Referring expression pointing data
*** Block opens ***
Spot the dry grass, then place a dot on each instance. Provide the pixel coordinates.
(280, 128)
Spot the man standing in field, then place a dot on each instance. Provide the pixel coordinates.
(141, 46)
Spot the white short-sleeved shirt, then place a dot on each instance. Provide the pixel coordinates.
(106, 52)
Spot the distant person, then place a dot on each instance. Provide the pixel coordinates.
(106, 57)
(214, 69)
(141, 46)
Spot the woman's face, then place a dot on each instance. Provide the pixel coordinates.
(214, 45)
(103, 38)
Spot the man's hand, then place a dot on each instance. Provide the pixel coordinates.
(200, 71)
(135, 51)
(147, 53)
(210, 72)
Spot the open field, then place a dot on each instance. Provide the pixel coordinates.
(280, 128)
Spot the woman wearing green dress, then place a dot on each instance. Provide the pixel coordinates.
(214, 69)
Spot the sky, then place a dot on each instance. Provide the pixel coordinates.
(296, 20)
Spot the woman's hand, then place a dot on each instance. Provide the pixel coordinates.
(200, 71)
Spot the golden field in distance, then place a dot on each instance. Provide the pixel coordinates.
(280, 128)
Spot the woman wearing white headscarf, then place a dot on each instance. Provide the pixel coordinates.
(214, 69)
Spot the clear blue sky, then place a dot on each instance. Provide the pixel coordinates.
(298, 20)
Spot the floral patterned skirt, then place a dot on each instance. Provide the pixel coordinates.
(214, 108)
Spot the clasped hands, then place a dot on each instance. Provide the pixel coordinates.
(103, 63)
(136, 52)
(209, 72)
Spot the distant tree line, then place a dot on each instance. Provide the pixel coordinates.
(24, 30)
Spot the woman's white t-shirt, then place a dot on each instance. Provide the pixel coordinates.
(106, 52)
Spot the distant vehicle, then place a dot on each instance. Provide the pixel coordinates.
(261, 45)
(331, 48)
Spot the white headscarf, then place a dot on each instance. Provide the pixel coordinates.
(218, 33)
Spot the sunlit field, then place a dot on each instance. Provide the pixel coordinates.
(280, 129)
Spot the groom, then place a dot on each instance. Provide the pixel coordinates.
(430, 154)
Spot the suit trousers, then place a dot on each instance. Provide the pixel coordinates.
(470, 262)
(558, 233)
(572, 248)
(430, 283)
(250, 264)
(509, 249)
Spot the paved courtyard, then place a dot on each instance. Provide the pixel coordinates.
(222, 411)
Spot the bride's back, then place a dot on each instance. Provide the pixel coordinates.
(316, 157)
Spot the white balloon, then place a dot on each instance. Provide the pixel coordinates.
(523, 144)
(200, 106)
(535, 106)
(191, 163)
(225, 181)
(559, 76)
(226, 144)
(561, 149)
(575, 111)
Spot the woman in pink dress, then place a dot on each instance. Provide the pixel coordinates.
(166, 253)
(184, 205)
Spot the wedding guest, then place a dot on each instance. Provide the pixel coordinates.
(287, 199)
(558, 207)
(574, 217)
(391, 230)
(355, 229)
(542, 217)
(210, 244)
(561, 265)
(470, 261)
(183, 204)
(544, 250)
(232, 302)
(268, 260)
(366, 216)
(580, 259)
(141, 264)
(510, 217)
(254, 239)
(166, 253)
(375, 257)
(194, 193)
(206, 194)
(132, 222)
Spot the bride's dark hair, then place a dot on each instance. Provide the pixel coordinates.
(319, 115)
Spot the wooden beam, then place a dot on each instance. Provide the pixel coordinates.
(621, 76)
*** Block closes ***
→ **TASK ITEM**:
I'd like the entries above reproduced in full, exactly as they stand.

→ **TASK ANSWER**:
Spot the dry grass, then place a dot on each instance. Provide the pixel coordinates.
(280, 128)
Spot the man standing in field, then place a dot on each instance. Provide the pixel coordinates.
(141, 46)
Spot the white short-sleeved shirt, then place a dot on each instance. Provide the pixel coordinates.
(106, 52)
Spot the distant person, then place a dot on each instance. Provide the pixel coordinates.
(106, 57)
(214, 69)
(141, 46)
Spot the woman's face, then place a dot on each instance. Provide the pixel coordinates.
(214, 45)
(103, 38)
Spot the man's hand, then place a dot on each instance. Provide the pixel coordinates.
(200, 71)
(135, 51)
(147, 53)
(210, 72)
Spot the open field, then place a dot on each instance. Provide the pixel coordinates.
(280, 128)
Spot the woman wearing green dress, then place a dot on each instance. Provide the pixel coordinates.
(214, 69)
Spot the sky, then place a dot on each instance. Provide the pixel coordinates.
(296, 20)
Spot the woman's hand, then place a dot on each instance. Provide the pixel coordinates.
(200, 71)
Spot the golden field in distance, then place a dot on each instance. Provide the pixel coordinates.
(280, 128)
Spot the woman wearing white headscarf, then place a dot on each instance. Provide the pixel coordinates.
(214, 69)
Spot the clear blue sky, then place a dot on each instance. Provide the pixel coordinates.
(298, 20)
Spot the floral patterned skirt, then place a dot on each instance. Provide the pixel coordinates.
(214, 108)
Spot the clasped hands, then place a dot on each instance. Provide the pixel coordinates.
(103, 63)
(136, 52)
(209, 72)
Spot the distant tree line, then place a dot on each instance. Provide the pixel coordinates.
(24, 30)
Spot the woman's white t-shirt, then place a dot on each instance. Provide the pixel coordinates.
(106, 52)
Spot the distant vehicle, then place a dot on each instance. Provide the pixel coordinates.
(261, 45)
(331, 48)
Spot the white headscarf, then place a dot on each instance. Provide the pixel coordinates.
(218, 33)
Spot the sunlit field, then place a dot on each instance. Provide the pixel coordinates.
(280, 129)
Spot the groom, then place a dot on each instance. Provide the pixel coordinates.
(430, 154)
Spot the suit trousers, then place a dot on each instance. Provide the pixel coordinates.
(470, 262)
(558, 233)
(572, 248)
(430, 283)
(250, 264)
(509, 249)
Spot the paved courtyard, then place a dot on each instance. Provide the pixel coordinates.
(222, 411)
Spot the bride's back, then place a dot on each instance. Provide the pixel coordinates.
(316, 157)
Spot the white balloon, then place a dot on each instance. Provide the pixel coordinates.
(523, 144)
(200, 106)
(535, 106)
(191, 163)
(225, 181)
(559, 76)
(226, 144)
(561, 149)
(575, 111)
Spot the woman in pink dress, then place a dot on each instance. Provide the pixel coordinates.
(166, 253)
(184, 205)
Spot the wedding guest, then place a dot on each instance. Provide the pixel coordinates.
(287, 199)
(558, 207)
(574, 217)
(391, 230)
(355, 229)
(542, 217)
(210, 244)
(561, 265)
(470, 261)
(183, 204)
(544, 250)
(232, 302)
(268, 260)
(366, 216)
(580, 259)
(141, 264)
(510, 217)
(254, 239)
(166, 253)
(375, 257)
(194, 193)
(206, 194)
(132, 222)
Spot the bride's dark hair, then place a dot on each instance. Provide the pixel coordinates.
(319, 115)
Spot the wooden beam, then place a dot on each instance. Provide the pixel coordinates.
(621, 76)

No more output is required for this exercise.